» **GIVEN TASK**
Give the number of lines in the items below that contain the word "green". Reply with the number only.

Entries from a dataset
= = = =

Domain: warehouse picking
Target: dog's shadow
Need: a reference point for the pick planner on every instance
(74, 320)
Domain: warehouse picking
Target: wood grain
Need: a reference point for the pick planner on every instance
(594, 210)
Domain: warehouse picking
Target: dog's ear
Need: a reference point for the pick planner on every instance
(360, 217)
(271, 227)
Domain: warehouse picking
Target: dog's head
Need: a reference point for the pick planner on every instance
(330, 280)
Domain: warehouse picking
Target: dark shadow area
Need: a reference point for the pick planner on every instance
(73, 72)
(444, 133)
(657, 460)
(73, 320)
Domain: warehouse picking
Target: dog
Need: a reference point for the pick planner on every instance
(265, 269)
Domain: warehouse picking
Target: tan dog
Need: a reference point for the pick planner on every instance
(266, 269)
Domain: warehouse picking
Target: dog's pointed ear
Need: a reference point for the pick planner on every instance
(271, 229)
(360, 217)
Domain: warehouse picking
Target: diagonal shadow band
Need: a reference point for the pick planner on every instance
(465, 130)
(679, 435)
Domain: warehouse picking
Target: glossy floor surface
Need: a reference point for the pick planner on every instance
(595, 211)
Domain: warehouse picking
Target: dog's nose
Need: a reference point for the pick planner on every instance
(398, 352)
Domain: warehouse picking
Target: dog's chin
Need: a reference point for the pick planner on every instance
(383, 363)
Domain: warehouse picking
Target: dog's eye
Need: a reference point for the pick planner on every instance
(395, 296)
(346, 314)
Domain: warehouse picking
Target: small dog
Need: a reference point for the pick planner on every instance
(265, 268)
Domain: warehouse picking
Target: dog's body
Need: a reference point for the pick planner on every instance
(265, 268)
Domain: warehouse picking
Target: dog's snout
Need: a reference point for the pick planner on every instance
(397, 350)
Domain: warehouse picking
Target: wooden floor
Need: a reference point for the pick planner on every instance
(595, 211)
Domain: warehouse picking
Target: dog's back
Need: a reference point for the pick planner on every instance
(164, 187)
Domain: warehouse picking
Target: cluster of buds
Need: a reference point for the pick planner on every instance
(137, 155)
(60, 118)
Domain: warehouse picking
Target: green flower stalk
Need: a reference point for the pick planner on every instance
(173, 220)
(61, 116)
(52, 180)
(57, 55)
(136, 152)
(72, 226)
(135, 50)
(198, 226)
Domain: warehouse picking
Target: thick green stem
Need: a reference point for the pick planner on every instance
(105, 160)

= = = =

» **PROBLEM SOLUTION**
2